:: TASK DETAILS ::
Find each line in the items below that has the word "juice" in it, and copy those lines out. Capital and small letters must match.

>>

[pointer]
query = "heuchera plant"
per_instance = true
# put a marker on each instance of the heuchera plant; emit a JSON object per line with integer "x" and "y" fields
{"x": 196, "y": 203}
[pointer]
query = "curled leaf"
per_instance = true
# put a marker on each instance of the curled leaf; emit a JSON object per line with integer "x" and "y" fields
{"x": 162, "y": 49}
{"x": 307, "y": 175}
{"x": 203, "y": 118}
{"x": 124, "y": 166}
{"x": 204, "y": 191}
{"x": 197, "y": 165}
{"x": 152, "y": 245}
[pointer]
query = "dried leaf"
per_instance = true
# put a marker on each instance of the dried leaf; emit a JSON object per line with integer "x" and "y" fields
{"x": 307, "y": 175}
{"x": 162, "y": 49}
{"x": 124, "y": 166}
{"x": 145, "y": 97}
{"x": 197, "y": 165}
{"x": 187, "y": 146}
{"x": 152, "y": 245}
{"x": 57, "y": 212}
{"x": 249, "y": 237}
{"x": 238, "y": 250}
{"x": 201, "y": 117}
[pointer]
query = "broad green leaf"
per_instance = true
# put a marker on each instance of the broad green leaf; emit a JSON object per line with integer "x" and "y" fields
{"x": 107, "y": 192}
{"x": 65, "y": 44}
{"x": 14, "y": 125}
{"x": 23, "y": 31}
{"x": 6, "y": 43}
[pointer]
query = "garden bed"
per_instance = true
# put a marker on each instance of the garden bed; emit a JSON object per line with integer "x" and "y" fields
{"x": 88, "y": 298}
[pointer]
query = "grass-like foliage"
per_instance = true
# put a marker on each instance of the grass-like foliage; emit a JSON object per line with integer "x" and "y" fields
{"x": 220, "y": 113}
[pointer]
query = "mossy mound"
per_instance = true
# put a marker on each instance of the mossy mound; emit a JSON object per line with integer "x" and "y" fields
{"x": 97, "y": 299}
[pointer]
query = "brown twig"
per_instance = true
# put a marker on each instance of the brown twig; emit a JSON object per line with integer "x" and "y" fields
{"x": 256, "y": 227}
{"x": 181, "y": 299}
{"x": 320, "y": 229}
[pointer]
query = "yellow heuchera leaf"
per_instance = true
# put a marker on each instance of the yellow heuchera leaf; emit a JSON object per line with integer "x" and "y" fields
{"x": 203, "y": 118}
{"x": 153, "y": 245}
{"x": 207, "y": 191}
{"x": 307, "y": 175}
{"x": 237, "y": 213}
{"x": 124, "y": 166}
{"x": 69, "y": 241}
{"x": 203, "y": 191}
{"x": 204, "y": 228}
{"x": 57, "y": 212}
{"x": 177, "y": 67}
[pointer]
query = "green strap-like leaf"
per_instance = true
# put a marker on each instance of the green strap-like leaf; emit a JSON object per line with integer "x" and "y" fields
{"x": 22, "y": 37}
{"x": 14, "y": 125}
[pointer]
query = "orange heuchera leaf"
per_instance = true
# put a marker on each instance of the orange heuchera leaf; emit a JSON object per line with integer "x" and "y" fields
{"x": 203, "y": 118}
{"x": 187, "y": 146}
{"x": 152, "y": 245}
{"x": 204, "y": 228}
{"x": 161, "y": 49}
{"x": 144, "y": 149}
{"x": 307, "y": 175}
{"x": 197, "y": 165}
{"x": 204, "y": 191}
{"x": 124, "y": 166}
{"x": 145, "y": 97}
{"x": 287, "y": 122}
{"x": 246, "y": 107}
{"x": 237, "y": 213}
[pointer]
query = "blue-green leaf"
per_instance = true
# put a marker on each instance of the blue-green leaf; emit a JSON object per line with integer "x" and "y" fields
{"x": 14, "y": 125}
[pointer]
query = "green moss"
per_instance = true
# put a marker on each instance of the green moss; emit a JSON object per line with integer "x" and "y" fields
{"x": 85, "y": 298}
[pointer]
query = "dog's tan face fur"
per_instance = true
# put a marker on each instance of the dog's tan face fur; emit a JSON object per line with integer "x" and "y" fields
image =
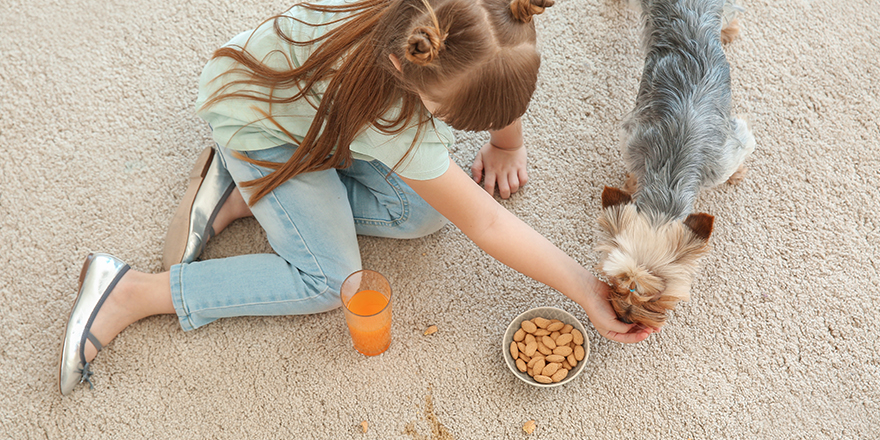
{"x": 650, "y": 268}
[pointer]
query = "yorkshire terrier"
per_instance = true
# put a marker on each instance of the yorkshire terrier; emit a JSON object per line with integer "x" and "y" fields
{"x": 679, "y": 139}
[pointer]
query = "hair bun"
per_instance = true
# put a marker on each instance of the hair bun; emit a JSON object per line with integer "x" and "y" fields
{"x": 523, "y": 10}
{"x": 424, "y": 45}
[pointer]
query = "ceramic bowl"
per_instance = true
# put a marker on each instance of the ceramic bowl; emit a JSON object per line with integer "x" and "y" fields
{"x": 547, "y": 313}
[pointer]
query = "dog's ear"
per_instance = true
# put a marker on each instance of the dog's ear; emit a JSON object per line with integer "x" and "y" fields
{"x": 614, "y": 196}
{"x": 700, "y": 224}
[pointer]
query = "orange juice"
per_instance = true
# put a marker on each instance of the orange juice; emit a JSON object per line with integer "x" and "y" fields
{"x": 369, "y": 321}
{"x": 367, "y": 302}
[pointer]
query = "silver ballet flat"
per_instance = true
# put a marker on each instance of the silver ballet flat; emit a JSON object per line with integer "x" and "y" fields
{"x": 98, "y": 277}
{"x": 191, "y": 227}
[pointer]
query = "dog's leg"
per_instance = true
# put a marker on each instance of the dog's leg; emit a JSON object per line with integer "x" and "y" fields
{"x": 739, "y": 175}
{"x": 743, "y": 144}
{"x": 631, "y": 184}
{"x": 729, "y": 22}
{"x": 730, "y": 32}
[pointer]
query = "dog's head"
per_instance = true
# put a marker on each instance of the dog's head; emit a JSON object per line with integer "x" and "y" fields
{"x": 650, "y": 267}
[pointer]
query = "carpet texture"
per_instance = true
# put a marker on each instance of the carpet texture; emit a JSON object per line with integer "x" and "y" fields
{"x": 98, "y": 132}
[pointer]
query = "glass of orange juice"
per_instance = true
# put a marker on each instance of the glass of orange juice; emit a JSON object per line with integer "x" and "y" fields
{"x": 366, "y": 298}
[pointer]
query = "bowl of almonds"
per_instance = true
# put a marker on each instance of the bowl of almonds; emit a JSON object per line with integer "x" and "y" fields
{"x": 545, "y": 347}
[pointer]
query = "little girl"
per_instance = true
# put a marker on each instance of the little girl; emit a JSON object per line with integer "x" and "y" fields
{"x": 333, "y": 120}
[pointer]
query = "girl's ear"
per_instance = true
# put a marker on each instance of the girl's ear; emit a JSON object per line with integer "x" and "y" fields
{"x": 395, "y": 61}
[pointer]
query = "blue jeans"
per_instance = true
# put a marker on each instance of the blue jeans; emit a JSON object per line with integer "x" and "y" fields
{"x": 312, "y": 222}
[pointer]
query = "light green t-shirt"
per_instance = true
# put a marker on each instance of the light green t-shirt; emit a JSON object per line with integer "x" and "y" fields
{"x": 238, "y": 126}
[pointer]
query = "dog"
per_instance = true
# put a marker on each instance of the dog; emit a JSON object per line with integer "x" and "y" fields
{"x": 679, "y": 139}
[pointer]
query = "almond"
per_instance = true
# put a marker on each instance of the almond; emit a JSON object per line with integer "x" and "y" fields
{"x": 530, "y": 349}
{"x": 564, "y": 339}
{"x": 549, "y": 369}
{"x": 562, "y": 351}
{"x": 554, "y": 358}
{"x": 559, "y": 375}
{"x": 555, "y": 326}
{"x": 538, "y": 367}
{"x": 577, "y": 337}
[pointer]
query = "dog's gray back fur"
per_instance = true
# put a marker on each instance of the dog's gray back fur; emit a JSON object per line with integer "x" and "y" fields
{"x": 680, "y": 135}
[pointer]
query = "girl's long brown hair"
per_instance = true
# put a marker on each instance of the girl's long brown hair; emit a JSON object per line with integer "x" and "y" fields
{"x": 476, "y": 58}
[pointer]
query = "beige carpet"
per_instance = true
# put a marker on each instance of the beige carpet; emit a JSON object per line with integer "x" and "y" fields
{"x": 97, "y": 133}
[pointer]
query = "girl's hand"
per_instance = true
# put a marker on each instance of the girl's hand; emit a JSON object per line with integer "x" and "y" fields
{"x": 602, "y": 315}
{"x": 504, "y": 168}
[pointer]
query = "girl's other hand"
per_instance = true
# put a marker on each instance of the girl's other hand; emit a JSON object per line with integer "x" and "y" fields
{"x": 504, "y": 168}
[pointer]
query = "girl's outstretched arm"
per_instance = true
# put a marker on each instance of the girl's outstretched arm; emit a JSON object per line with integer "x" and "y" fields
{"x": 514, "y": 243}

<<

:: FINAL RESULT ::
query = "orange juice"
# put a marker on each instance of the orange juice; emit a JSON object per line with integer "x" and "y" fields
query = "glass of orange juice"
# put a marker on each instance of the glass of orange juice; emit a JSON object per line with integer "x" and "y" fields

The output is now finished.